Start of Data to process

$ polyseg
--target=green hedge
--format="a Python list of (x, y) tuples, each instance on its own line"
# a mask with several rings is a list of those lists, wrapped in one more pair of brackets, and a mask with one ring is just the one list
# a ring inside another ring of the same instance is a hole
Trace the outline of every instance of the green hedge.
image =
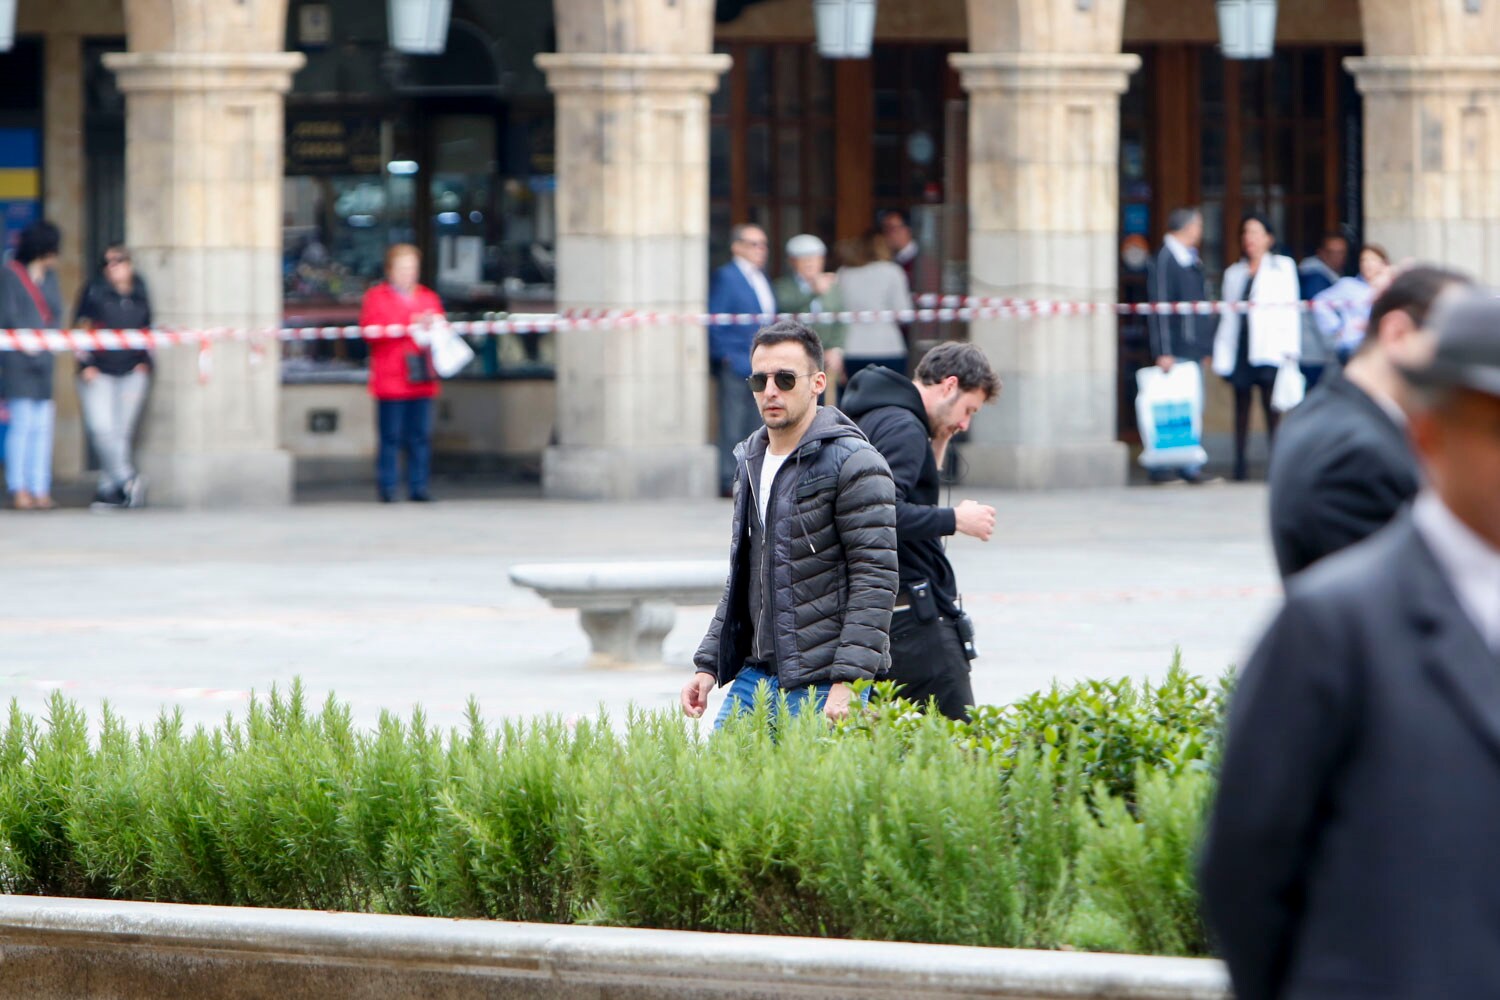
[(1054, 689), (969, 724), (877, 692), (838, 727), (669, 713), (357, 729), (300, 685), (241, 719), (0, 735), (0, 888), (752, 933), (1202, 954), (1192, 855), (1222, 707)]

End of Data to process
Start of Data to process

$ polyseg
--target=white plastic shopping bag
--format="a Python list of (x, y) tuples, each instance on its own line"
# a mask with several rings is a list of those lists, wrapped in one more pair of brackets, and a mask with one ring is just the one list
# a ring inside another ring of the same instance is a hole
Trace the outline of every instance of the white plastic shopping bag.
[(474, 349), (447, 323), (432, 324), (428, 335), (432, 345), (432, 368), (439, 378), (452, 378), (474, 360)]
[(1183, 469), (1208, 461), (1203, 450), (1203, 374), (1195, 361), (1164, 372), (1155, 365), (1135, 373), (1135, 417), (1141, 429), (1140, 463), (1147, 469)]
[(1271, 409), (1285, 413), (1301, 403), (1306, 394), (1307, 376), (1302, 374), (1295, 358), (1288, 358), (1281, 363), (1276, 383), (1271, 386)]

End of Data to process

* Task item
Track down all lines above with the string "green" and copy them.

* Result
--target=green hedge
Trace the outline of every instance of the green hedge.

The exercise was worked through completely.